Input data:
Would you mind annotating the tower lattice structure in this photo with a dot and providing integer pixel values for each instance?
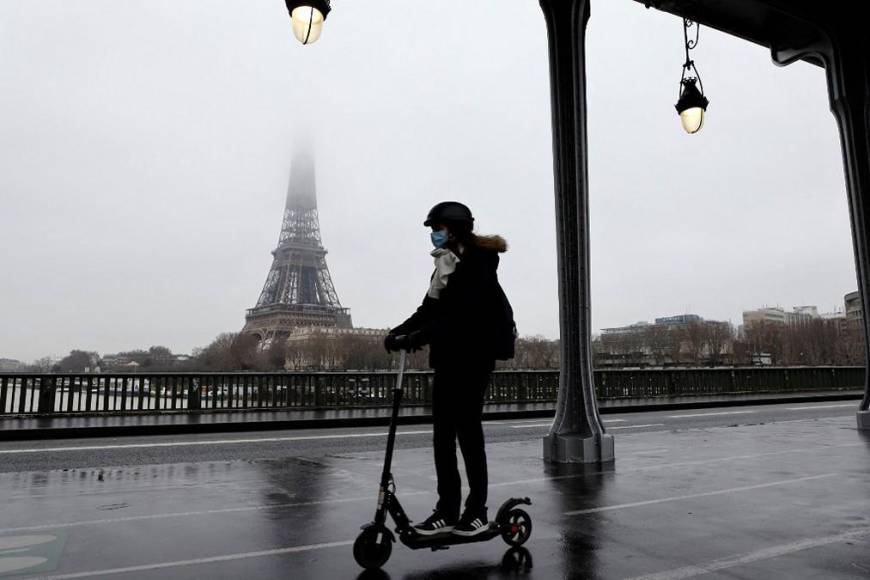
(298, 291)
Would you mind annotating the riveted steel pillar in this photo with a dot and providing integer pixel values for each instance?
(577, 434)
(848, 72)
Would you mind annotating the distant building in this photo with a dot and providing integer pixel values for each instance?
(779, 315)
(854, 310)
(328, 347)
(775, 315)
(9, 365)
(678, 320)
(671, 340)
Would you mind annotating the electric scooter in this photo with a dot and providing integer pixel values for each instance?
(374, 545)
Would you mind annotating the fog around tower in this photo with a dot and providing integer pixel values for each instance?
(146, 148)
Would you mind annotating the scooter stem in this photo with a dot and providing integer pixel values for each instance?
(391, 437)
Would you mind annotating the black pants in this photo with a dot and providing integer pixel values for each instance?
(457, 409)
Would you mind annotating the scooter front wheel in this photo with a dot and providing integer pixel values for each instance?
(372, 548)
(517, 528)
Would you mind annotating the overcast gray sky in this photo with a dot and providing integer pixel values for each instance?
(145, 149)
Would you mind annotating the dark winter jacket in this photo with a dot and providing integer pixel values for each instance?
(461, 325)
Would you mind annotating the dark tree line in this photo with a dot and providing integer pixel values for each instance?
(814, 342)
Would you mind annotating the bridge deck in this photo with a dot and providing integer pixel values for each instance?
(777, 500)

--

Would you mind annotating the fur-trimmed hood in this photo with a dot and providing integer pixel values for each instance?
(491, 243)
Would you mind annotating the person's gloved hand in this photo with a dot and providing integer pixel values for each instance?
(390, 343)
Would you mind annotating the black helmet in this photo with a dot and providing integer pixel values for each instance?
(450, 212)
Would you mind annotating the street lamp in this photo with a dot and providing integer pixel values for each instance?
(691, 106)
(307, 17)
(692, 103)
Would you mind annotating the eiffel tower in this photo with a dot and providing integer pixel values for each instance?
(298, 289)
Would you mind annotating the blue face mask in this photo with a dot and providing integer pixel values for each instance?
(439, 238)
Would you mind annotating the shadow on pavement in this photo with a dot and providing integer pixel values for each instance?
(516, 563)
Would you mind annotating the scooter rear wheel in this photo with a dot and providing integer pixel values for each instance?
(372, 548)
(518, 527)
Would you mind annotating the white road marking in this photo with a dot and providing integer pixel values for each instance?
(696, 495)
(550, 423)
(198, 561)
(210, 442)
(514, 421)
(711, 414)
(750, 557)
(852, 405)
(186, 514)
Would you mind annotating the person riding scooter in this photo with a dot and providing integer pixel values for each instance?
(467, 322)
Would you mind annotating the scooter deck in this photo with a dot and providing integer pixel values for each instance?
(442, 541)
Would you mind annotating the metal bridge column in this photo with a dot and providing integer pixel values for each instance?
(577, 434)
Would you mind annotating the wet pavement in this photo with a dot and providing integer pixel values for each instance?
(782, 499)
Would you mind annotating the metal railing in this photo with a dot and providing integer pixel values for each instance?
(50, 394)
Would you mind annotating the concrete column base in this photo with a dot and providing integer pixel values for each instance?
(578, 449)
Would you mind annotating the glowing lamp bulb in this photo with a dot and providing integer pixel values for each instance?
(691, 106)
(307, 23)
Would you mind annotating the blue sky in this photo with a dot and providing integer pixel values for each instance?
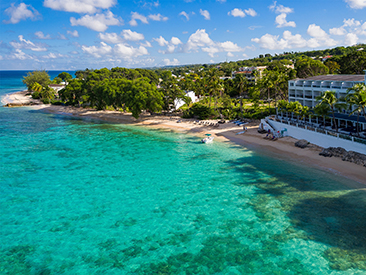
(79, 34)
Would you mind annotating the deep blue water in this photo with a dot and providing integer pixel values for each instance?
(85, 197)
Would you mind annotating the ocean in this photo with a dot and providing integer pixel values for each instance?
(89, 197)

* * *

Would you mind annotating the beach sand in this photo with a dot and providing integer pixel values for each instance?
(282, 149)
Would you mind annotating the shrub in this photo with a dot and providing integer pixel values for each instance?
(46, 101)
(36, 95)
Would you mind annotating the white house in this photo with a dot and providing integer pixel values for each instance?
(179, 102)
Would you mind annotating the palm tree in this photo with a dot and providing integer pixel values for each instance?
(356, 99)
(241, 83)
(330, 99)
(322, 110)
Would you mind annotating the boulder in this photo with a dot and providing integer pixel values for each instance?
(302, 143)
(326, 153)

Work to do: Count the lines in the items above that contain the word "dark", treating case as significant, and give only the number.

Result: 2